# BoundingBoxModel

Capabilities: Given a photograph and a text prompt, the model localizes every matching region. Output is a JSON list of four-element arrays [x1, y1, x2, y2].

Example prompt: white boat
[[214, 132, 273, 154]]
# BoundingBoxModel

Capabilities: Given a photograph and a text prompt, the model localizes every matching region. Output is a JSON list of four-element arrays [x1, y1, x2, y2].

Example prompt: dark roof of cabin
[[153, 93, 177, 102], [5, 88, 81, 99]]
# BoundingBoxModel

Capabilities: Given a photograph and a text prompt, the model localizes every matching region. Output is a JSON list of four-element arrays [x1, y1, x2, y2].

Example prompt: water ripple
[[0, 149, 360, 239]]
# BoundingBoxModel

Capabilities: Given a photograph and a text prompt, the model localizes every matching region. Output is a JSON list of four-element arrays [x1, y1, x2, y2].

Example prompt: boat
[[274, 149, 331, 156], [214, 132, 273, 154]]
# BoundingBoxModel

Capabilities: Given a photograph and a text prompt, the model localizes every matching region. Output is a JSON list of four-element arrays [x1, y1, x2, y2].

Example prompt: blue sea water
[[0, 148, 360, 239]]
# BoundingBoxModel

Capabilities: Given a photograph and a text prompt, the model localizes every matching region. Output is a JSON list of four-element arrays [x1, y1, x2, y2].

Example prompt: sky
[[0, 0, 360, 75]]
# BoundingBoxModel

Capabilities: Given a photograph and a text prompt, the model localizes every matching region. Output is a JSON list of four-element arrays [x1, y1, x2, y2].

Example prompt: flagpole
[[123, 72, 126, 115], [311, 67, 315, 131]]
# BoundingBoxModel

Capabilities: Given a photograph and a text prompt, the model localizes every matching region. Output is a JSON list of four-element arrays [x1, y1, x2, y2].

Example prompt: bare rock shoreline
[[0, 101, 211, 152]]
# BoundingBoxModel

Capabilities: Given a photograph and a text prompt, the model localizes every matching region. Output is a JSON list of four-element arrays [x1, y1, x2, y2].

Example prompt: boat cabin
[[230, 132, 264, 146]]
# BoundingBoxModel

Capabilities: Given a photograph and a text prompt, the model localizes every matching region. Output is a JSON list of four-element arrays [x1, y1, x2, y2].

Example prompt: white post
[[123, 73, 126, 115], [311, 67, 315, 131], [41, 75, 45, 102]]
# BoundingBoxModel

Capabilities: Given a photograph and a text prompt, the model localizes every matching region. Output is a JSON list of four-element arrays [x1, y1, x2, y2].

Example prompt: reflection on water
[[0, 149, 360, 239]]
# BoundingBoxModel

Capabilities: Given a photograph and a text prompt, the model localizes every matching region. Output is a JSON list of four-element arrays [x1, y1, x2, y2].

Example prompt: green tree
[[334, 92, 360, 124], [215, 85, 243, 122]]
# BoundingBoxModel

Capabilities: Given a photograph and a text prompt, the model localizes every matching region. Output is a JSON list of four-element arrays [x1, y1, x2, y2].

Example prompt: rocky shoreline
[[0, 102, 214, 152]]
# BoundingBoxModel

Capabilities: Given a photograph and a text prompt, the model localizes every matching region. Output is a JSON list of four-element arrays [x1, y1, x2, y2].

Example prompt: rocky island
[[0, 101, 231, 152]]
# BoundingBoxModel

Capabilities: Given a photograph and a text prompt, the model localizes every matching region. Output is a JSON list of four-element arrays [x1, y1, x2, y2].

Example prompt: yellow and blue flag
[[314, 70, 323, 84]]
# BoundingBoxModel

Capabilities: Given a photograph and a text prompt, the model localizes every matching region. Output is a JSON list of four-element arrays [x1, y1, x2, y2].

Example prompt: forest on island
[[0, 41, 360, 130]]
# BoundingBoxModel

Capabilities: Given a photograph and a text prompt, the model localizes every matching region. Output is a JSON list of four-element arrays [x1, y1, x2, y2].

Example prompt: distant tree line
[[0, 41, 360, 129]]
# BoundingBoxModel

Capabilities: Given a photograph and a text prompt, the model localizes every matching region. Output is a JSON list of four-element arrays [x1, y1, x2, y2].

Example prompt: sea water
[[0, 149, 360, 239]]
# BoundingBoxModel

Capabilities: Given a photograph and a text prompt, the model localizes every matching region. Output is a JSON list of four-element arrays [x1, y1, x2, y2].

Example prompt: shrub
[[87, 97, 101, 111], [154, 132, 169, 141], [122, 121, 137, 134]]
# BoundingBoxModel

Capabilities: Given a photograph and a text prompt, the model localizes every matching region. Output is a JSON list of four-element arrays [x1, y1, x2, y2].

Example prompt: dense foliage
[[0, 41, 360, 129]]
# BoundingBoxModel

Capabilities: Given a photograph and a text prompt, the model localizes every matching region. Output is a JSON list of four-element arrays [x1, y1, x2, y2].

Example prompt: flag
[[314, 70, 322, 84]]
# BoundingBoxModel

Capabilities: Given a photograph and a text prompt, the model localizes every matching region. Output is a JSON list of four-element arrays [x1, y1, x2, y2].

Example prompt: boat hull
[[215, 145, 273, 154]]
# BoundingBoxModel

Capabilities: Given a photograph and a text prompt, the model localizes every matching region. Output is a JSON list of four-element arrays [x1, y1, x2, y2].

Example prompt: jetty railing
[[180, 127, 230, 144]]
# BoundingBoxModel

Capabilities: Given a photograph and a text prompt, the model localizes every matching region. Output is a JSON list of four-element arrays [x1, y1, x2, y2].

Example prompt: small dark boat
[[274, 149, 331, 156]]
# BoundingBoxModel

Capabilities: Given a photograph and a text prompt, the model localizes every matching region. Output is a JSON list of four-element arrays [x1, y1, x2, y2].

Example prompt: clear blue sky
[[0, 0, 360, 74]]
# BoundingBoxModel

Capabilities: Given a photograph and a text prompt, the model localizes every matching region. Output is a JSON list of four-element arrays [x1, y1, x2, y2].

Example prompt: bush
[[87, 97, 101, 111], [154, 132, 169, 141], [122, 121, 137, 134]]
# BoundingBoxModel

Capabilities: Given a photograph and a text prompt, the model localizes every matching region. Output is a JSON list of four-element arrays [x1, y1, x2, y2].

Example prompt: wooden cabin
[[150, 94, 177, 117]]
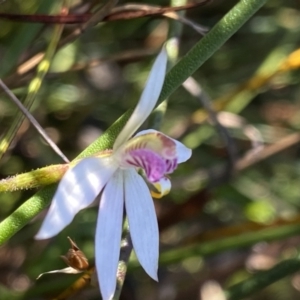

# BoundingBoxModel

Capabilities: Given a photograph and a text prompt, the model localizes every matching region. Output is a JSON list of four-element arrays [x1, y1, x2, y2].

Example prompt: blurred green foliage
[[0, 0, 300, 300]]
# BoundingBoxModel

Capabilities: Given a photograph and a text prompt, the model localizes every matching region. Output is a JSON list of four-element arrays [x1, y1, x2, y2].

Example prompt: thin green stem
[[0, 0, 266, 245], [0, 2, 68, 161]]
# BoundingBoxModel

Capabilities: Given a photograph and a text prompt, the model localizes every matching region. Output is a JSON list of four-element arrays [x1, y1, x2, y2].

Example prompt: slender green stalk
[[225, 255, 300, 300], [0, 3, 67, 160], [0, 0, 266, 245]]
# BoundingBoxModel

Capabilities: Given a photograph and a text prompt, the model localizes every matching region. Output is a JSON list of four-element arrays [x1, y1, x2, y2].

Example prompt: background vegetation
[[0, 0, 300, 300]]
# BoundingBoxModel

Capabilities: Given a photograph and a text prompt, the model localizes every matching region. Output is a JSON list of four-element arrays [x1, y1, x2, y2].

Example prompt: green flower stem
[[225, 255, 300, 300], [0, 3, 64, 159], [0, 0, 266, 245], [0, 164, 69, 192]]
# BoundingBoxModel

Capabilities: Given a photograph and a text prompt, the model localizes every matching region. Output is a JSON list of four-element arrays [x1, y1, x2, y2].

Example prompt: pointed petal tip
[[113, 47, 168, 151]]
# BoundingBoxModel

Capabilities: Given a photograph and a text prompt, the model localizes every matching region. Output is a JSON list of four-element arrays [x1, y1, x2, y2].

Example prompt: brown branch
[[0, 0, 212, 24]]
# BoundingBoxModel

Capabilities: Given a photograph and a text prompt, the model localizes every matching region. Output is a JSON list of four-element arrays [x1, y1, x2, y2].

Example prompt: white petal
[[125, 170, 159, 280], [135, 129, 192, 164], [95, 170, 124, 300], [35, 157, 117, 239], [113, 47, 168, 151]]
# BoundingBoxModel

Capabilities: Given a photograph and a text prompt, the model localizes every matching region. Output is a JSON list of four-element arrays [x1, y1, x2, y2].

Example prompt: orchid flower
[[36, 49, 191, 300]]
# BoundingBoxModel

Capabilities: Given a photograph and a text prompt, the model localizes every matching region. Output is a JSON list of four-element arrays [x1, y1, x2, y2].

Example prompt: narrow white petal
[[125, 170, 159, 280], [95, 170, 124, 300], [135, 129, 192, 164], [113, 47, 168, 151], [35, 157, 117, 239]]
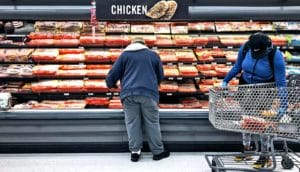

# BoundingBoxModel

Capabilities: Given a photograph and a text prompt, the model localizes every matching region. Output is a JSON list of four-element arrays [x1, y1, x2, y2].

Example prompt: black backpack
[[242, 41, 277, 81]]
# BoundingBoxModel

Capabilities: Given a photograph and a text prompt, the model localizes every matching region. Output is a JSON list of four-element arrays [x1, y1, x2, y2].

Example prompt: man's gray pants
[[123, 96, 164, 155]]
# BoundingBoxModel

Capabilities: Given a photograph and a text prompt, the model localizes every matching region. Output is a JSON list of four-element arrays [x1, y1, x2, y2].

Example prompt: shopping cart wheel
[[281, 157, 294, 169]]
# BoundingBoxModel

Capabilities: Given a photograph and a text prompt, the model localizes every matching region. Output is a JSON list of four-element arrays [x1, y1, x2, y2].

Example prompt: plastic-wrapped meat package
[[31, 80, 60, 92], [155, 35, 174, 47], [159, 103, 184, 109], [27, 32, 53, 39], [188, 22, 215, 31], [56, 69, 87, 77], [197, 64, 214, 72], [26, 39, 54, 47], [105, 35, 130, 46], [108, 49, 122, 62], [79, 35, 105, 45], [57, 80, 85, 92], [130, 23, 154, 33], [86, 64, 112, 70], [154, 22, 171, 33], [57, 54, 85, 62], [159, 81, 178, 93], [173, 35, 194, 46], [53, 32, 80, 40], [130, 35, 156, 46], [171, 23, 188, 34], [84, 50, 110, 62], [199, 84, 213, 93], [178, 65, 198, 77], [59, 48, 84, 54], [31, 49, 59, 62], [181, 97, 202, 109], [193, 36, 208, 46], [85, 97, 109, 107], [108, 97, 123, 109], [195, 49, 215, 62], [178, 80, 197, 93], [59, 64, 86, 70], [158, 49, 178, 62], [163, 65, 179, 77], [87, 69, 110, 77], [175, 50, 197, 62], [84, 79, 109, 92], [54, 39, 80, 47], [225, 51, 238, 62], [105, 23, 130, 33]]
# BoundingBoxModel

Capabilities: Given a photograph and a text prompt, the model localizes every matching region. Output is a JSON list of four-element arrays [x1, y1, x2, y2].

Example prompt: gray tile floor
[[0, 152, 299, 172]]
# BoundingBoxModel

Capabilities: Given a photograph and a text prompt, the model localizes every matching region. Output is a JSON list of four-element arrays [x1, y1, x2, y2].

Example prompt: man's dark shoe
[[131, 153, 141, 162], [153, 150, 170, 161]]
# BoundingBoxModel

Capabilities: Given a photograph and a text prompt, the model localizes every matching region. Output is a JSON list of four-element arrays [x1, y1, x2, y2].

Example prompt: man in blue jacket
[[222, 32, 287, 168], [106, 37, 170, 162]]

THE TASK: Please return, word for word, the part of the records above that opens with their first line and closes with the line containing "[[214, 132, 273, 154]]", including both ends.

OUTPUT BELOW:
# BoundingBoxModel

Capabilities: Given a photograph and a text prompt, the model localizes every matching region. Output is a JSON list of four-element arrays [x1, y1, x2, y2].

Example prompt: white boat
[[214, 132, 273, 154]]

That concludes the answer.